=== LISTED ENTRIES ===
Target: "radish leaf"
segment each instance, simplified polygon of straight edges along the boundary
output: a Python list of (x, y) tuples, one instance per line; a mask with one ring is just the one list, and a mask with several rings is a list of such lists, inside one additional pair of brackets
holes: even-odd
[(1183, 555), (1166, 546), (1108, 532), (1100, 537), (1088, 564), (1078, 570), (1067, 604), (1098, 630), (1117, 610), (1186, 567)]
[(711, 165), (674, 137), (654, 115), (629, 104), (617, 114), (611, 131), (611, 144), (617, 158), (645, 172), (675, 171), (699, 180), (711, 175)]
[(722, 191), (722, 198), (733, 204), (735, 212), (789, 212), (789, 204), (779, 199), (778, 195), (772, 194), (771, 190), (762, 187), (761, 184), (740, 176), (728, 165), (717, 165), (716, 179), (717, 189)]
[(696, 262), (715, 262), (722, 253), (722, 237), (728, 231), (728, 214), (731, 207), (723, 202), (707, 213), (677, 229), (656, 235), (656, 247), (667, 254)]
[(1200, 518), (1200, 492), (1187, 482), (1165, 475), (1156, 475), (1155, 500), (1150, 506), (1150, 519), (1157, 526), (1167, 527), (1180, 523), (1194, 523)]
===
■ **DESCRIPTION OF THE TASK**: Provide a verbatim copy of all the entries.

■ **SOLUTION FOR THIS PROBLEM**:
Target: "radish leaf"
segment each instance, simplified polygon of straight edges along the boundary
output: a Python list of (x, y) tuples, one instance per line; a mask with one ring is just the one list, and a mask with several rings is a list of such lists, inside one additional pair of brackets
holes: even-odd
[(1183, 555), (1166, 546), (1108, 532), (1100, 537), (1088, 564), (1078, 570), (1067, 604), (1098, 630), (1117, 610), (1186, 567)]
[(711, 165), (674, 137), (654, 115), (629, 104), (617, 114), (611, 131), (611, 144), (617, 158), (645, 172), (675, 171), (699, 180), (711, 175)]
[(722, 191), (722, 198), (733, 204), (735, 212), (789, 212), (789, 204), (779, 199), (778, 195), (772, 194), (771, 190), (762, 187), (761, 184), (740, 176), (728, 165), (717, 165), (716, 179), (717, 189)]
[(696, 262), (715, 262), (722, 253), (722, 237), (728, 231), (728, 214), (731, 207), (723, 202), (707, 213), (677, 229), (656, 235), (656, 247), (667, 254)]
[(1200, 518), (1200, 492), (1187, 482), (1165, 475), (1156, 475), (1155, 500), (1150, 506), (1150, 519), (1157, 526), (1167, 527), (1180, 523), (1194, 523)]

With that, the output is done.